▸ Opdracht
Welke kopjes staan er onder de titel in de tekst over wiskundige bewijzen? Noem ze in de volgorde waarin ze voorkomen.
───── Aangeleverde tekst
Bewijzen

In ieder axiomatisch stelsel bestaat een definitie van bewijs. Niet van waarheid!
Gödel

Deze aflevering gaat over wiskundige bewijzen. Ik zal eerst uitleggen wat we verstaan onder een wiskundig bewijs. Vervolgens geef ik een paar relatief simpele bewijzen waaronder twee klassieke bewijzen.

Inleiding

Wiskunde is niets anders dan een spel. Een spel heeft regels, en wiskunde vormt hierop geen uitzondering. Het spel wordt als volgt gespeeld: Neem een aantal uitgangspunten, wiskundigen noemen dit axioma’s, en leidt daar nieuwe regels, stellingen genoemd, vanaf en toets tot slot deze regels weer met de axioma’s of met eerder getoetste stellingen. Deze laatste stap noemen wiskundigen “bewijzen”.

Historie

Wanneer je kijkt naar de historie van de wiskunde, dan kun je zien dat de wiskunde in de loop der tijden steeds uitgebreider, en misschien ook wel moeilijker is geworden. Vooral vanaf de middeleeuwen werd de hoeveelheid wiskundige kennis zo omvangrijk dat men behoefte kreeg aan zogenaamde formele systemen. Dat zijn systemen die netjes zijn opgebouwd uit axioma’s en stellingen die ook bewezen dienden te worden. Het hoogtepunt van deze ontwikkeling vond ik het begin van de twintigste eeuw plaats. Twee grote namen uit laatst genoemde periode zijn Cantor (zie ook het artikel Oneindig) en Gödel. Deze laatste heeft bewezen dat ieder wiskundig systeem onoverkomelijk fouten in zich heeft, of met andere woorden, dat er geen volledig juist formeel wiskundig systeem bestaat. Ieder systeem herbergt paradoxen in zich. Dat laatste leidt overigens vaak tot nieuwe wiskundige ontdekkingen. Met het voortschrijden der tijden zie je ook dat de bewijzen ingewikkelder worden.

Soorten bewijzen

Rechttoe/rechtaan

Wanneer een stelling rechtstreeks vanuit de axioma’s en/of eerder bewezen stellingen bewezen wordt dan noemen we dat een rechttoe/rechtaan bewijs.

Bewijs uit het ongerijmde

Er zijn gevallen waarbij een rechttoe/rechtaan bewijs niet lukt. Je kunt dan je toevlucht nemen tot een bewijs uit het ongerijmde. De te bewijzen stelling ga je ontkennen en bewijst vervolgens dat dit tot een tegenspraak leidt. Daar wiskunde sterk binair georiënteerd is (iets is waar of iets is onwaar), bewijs je daarmee de originele stelling.
──────────
───── Aangeleverde items
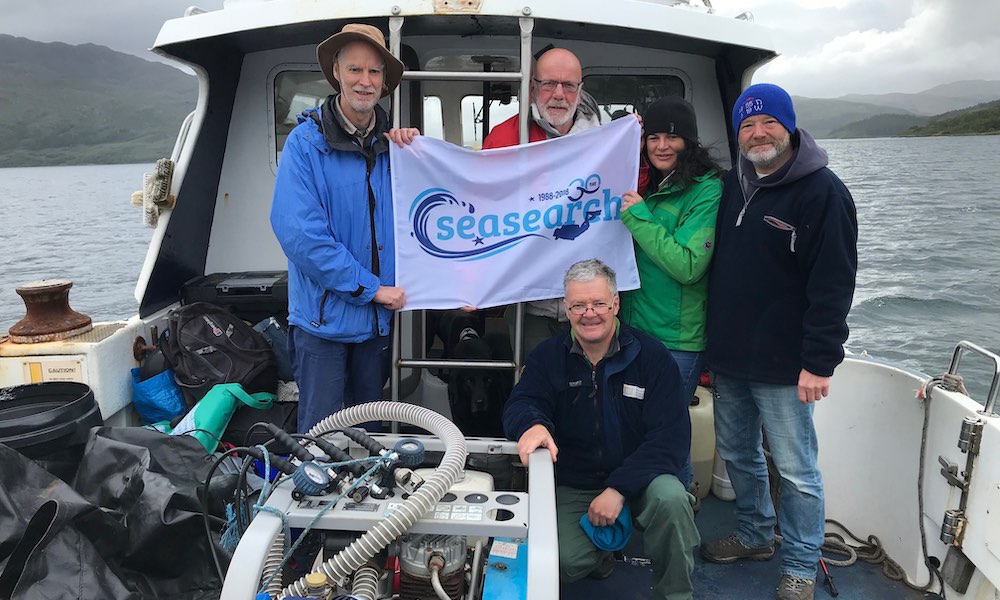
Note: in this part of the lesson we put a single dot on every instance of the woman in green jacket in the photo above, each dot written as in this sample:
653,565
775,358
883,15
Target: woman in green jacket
674,231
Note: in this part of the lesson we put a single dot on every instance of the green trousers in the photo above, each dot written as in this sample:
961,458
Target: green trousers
662,513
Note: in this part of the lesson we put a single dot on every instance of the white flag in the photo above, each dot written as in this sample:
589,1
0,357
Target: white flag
502,226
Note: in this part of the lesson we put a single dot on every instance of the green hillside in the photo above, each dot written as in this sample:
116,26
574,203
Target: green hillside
980,119
885,125
87,104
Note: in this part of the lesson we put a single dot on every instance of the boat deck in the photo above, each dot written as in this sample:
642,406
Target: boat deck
743,580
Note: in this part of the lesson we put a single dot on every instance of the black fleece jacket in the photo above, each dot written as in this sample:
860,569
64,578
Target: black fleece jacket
619,424
783,271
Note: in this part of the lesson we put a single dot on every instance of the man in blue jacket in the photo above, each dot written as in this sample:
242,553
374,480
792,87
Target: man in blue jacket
332,215
781,285
605,400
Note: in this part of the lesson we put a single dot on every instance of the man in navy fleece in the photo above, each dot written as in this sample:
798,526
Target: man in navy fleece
605,399
780,288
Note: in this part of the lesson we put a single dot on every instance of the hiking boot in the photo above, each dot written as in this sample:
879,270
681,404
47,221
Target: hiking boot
794,588
605,566
731,549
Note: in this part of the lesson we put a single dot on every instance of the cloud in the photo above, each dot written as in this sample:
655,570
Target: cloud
124,25
939,41
828,47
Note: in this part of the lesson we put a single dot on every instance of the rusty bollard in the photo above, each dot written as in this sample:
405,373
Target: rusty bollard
49,317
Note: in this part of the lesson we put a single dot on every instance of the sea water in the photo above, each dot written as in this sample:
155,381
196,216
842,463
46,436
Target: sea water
929,244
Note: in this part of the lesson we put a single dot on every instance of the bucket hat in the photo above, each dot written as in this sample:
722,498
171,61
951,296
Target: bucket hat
327,51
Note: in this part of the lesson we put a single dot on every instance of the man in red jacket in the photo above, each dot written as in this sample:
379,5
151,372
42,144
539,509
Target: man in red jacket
558,106
558,103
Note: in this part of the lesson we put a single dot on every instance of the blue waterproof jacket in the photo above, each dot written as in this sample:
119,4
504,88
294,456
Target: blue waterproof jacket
332,215
620,424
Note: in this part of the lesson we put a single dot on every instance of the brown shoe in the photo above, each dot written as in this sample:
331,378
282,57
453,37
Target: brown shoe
794,588
731,549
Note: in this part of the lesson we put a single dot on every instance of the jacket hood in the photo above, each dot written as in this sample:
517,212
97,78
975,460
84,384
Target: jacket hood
807,157
326,122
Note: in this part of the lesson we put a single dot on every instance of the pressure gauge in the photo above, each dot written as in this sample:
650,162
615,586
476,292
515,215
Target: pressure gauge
310,479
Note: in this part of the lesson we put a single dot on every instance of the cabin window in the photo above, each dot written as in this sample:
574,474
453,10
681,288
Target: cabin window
472,117
294,92
433,125
616,92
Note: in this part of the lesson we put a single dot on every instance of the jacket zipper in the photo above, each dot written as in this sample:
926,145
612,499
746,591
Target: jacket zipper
376,267
779,224
746,203
597,420
322,303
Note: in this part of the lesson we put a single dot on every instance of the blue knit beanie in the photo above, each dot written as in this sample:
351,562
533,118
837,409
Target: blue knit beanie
764,99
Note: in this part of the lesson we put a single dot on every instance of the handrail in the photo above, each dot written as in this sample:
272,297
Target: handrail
526,25
991,397
461,76
445,363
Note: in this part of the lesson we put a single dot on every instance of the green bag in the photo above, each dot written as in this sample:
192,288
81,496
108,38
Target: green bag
208,419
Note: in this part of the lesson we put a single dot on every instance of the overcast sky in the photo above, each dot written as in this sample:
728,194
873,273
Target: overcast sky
829,47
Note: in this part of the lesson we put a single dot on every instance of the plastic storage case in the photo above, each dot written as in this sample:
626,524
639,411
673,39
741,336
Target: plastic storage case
252,295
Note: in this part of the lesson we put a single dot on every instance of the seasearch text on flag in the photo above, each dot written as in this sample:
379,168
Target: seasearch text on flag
501,226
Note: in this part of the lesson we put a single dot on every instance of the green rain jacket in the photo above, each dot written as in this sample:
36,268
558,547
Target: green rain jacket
674,232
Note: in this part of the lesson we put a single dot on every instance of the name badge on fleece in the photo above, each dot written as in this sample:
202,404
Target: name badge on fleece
634,391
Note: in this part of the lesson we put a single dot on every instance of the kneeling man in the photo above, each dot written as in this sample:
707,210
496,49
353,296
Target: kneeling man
605,400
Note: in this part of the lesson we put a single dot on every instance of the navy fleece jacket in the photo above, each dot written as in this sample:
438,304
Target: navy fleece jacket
620,424
783,272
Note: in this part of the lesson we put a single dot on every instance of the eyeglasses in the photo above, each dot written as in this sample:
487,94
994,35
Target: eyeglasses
549,85
600,308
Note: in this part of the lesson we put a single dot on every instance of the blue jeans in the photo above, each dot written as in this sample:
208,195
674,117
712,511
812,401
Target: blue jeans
330,374
741,408
691,364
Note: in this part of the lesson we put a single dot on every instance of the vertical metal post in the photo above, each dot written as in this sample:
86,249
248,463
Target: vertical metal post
524,106
395,47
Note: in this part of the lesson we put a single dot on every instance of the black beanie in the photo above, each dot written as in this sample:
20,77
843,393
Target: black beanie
671,115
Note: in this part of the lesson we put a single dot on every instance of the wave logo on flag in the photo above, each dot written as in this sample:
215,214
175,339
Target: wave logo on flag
500,226
447,227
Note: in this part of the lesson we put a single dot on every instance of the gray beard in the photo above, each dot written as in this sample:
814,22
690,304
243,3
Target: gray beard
770,158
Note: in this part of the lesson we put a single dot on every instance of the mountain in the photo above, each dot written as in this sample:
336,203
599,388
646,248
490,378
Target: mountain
936,100
982,118
875,115
884,125
822,116
87,104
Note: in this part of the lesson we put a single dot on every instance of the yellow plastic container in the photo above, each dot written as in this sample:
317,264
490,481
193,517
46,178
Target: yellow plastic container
702,439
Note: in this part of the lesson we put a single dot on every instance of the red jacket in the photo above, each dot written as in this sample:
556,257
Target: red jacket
506,134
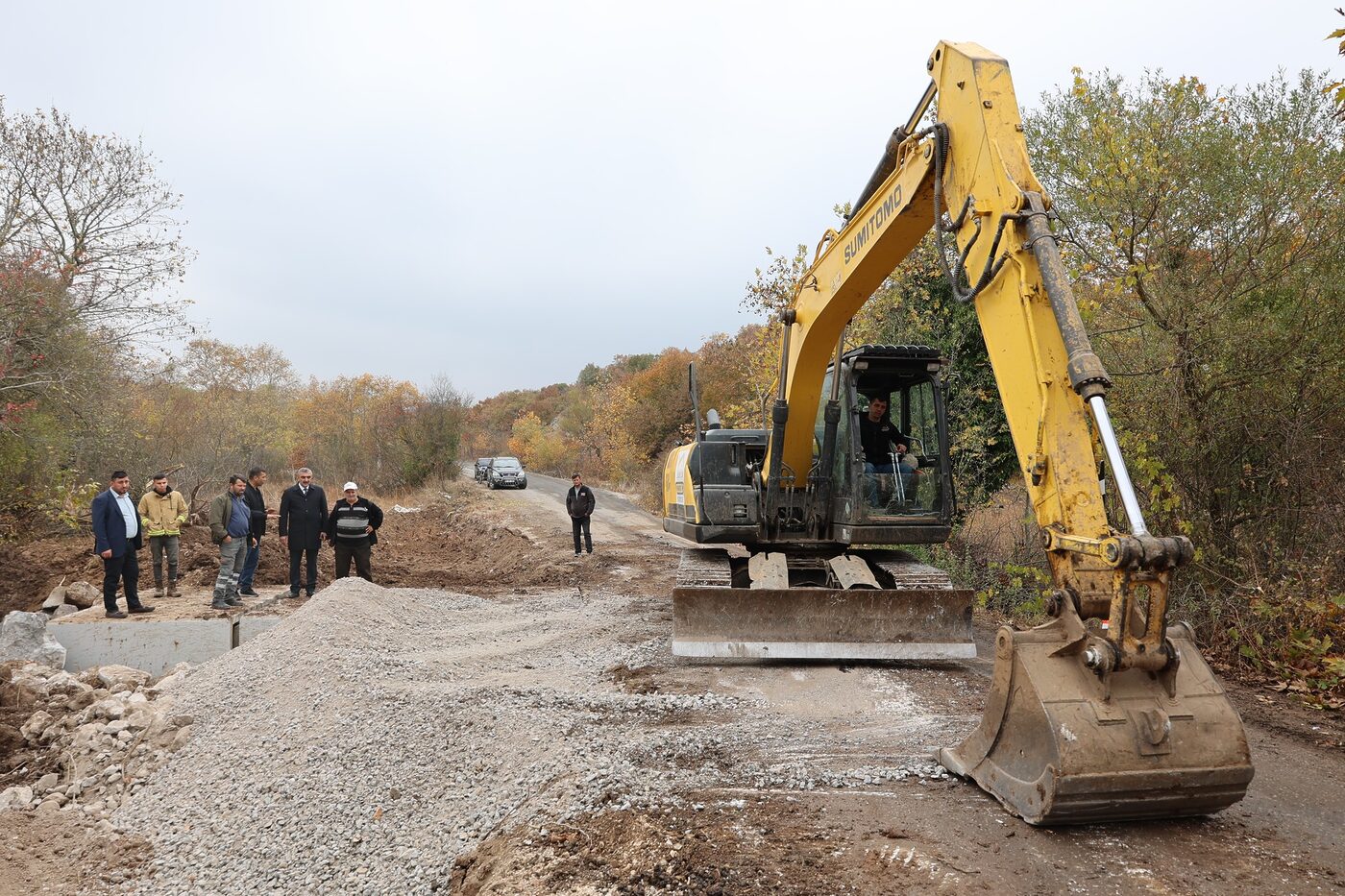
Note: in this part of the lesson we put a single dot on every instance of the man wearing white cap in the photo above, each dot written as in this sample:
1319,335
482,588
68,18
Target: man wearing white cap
353,530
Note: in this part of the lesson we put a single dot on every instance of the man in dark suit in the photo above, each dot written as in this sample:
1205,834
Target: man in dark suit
578,505
116,539
303,527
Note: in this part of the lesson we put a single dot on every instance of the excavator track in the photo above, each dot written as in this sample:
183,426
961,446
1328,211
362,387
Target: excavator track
914,614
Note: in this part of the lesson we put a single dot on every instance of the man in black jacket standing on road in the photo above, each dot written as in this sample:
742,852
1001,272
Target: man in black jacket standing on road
303,527
578,505
353,530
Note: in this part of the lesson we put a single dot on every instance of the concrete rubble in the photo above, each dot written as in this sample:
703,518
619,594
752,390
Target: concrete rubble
110,727
70,599
26,637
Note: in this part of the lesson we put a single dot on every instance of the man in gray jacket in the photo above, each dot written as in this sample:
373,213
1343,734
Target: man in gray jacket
231,527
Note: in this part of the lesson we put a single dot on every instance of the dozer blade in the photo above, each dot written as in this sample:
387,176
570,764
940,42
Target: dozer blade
712,618
1060,745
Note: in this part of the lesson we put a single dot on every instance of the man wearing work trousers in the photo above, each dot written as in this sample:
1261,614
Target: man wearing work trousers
578,505
259,514
303,527
231,527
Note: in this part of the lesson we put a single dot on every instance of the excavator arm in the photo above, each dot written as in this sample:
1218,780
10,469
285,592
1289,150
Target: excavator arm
1086,721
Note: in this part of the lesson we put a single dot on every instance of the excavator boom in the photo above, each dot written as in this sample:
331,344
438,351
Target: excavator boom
1103,714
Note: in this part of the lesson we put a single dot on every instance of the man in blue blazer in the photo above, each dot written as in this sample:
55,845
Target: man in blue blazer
116,539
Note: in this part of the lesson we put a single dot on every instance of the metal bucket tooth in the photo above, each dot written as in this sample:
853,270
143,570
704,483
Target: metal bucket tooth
712,618
1060,745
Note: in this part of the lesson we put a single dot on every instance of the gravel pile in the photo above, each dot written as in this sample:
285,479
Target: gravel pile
379,734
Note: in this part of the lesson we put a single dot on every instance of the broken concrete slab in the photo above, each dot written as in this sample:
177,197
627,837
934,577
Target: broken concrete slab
113,674
251,626
26,637
152,646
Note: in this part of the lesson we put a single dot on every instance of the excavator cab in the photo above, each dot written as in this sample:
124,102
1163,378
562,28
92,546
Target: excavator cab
1106,712
800,588
891,466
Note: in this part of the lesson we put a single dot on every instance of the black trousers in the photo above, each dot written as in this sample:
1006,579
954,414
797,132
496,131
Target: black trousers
359,553
127,570
295,553
580,523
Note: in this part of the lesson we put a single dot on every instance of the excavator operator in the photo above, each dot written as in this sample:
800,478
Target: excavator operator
884,447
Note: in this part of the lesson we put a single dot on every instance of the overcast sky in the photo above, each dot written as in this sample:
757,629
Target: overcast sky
506,191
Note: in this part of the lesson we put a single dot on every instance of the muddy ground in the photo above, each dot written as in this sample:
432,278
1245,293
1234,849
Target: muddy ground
770,828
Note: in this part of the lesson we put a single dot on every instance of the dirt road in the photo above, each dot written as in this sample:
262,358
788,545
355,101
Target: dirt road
827,801
500,715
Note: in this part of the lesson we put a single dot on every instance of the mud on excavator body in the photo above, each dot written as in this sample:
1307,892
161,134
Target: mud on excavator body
1105,714
893,608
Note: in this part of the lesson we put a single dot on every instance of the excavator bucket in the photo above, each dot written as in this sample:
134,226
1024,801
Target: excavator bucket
1059,744
881,606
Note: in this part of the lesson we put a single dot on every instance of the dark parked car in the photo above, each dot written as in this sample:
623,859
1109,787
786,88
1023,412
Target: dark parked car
506,472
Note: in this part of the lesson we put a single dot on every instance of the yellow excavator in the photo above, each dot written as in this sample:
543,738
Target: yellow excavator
1103,714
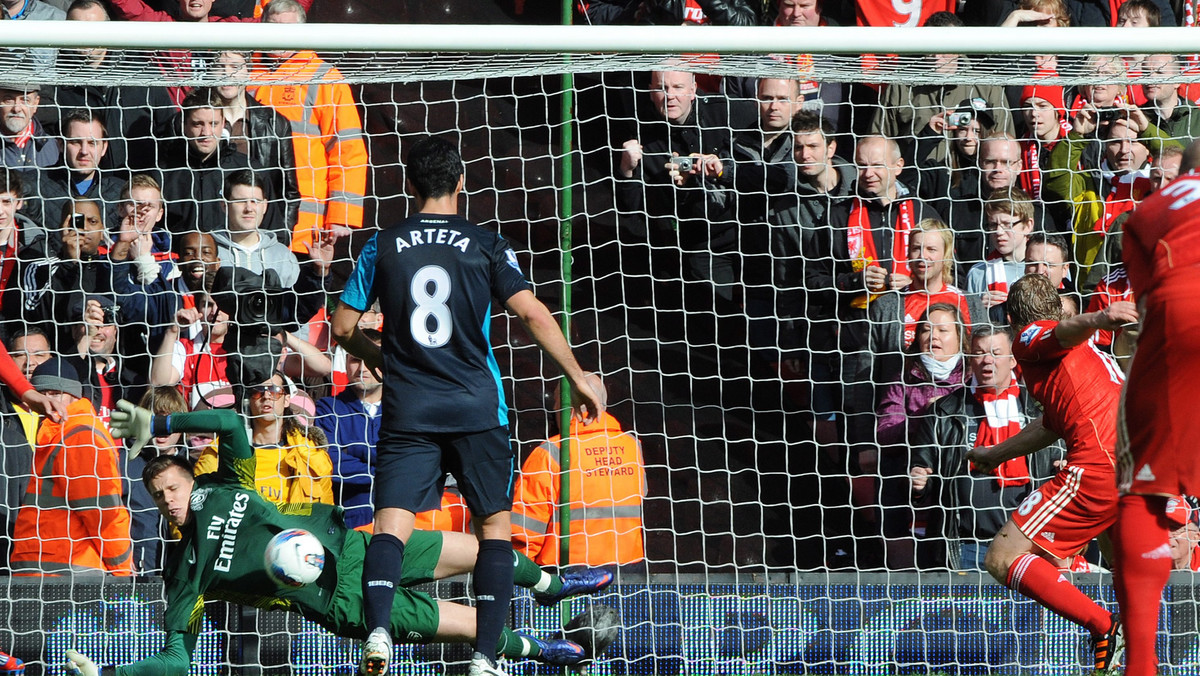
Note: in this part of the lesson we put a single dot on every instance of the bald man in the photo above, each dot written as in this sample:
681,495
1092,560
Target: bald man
862,253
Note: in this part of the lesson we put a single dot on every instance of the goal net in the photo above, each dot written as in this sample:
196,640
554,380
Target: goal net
702,209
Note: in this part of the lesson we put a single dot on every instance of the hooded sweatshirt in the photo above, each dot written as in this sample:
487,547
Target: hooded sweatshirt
268,253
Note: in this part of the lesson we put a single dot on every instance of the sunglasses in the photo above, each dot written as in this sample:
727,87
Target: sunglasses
262,390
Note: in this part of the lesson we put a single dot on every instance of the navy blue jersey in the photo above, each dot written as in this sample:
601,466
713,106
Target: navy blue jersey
435,277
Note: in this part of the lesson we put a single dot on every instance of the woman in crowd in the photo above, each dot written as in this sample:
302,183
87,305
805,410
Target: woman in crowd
933,369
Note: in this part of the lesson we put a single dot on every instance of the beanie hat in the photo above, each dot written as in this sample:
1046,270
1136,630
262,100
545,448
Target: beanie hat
57,375
1049,93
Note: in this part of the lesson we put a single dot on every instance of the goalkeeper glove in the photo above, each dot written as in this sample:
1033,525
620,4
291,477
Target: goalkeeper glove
81,664
129,422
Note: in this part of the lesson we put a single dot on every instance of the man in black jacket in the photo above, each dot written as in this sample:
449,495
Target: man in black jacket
138,118
682,197
967,507
262,133
79,178
196,171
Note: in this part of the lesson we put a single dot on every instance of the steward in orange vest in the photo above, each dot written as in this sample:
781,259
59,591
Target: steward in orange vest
607,483
327,135
72,519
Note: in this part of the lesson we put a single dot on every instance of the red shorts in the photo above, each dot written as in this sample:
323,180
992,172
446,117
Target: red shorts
1161,419
1069,510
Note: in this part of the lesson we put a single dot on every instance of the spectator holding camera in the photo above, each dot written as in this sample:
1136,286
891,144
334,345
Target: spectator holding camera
66,267
97,360
905,109
1167,108
670,174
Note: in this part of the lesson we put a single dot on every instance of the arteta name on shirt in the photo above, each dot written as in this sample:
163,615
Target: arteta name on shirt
432,235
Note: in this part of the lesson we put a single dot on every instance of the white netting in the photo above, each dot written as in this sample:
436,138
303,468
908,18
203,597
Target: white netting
702,306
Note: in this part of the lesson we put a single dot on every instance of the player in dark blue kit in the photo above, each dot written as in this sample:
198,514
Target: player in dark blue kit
436,276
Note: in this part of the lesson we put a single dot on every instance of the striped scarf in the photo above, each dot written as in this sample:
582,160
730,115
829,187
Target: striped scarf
1002,420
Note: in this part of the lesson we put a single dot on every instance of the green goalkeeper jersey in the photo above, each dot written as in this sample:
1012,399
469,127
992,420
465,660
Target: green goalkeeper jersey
221,552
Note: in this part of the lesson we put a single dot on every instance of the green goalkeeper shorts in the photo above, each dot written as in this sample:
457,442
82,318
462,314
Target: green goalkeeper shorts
414,615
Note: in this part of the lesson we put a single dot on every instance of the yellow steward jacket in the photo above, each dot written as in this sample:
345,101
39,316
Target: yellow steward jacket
607,483
327,133
299,471
72,519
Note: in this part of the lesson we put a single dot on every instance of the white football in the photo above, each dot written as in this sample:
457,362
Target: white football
294,557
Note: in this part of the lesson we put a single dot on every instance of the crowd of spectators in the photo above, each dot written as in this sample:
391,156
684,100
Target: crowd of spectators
868,234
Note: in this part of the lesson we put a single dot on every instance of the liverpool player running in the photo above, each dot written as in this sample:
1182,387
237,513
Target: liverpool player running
1079,389
226,525
1162,257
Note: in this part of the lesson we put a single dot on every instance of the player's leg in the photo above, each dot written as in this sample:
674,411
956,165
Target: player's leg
457,623
485,466
408,479
1015,562
460,551
1143,567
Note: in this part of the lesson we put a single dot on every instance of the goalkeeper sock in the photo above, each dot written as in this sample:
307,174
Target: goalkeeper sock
382,568
493,591
1039,580
1143,566
529,575
511,645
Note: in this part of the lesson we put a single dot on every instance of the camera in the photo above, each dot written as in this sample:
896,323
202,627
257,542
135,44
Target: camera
258,305
684,163
959,119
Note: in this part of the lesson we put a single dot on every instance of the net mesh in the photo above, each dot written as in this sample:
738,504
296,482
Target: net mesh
763,453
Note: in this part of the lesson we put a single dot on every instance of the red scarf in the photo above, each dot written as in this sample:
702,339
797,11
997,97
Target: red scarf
1002,420
24,136
1125,192
862,241
9,261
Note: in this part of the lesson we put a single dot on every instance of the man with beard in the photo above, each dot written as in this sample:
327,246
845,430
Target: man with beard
25,144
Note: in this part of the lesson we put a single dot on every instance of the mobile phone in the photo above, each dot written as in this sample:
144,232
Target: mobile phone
684,163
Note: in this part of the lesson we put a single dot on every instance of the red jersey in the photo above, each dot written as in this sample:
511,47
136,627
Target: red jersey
1163,234
916,303
201,369
1079,389
889,13
1113,288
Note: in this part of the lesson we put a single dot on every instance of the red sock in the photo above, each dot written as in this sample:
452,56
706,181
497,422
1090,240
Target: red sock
1143,566
1039,580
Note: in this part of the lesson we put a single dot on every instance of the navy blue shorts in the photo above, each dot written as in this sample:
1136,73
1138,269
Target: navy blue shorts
411,470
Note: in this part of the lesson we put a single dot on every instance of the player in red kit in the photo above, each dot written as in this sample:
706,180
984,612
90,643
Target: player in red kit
1162,258
1079,389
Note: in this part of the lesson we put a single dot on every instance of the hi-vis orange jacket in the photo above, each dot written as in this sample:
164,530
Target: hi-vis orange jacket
71,519
327,132
607,483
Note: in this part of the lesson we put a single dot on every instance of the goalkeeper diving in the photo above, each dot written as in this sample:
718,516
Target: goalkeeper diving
226,526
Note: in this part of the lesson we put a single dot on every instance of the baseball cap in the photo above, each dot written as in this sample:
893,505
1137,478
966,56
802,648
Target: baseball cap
1049,93
57,375
978,107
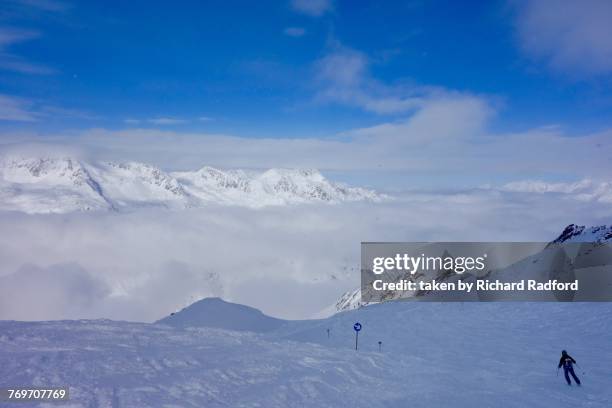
──────────
▸ Verwacht antwoord
Inleiding
Historie
Soorten bewijzen
Rechttoe/rechtaan
Bewijs uit het ongerijmde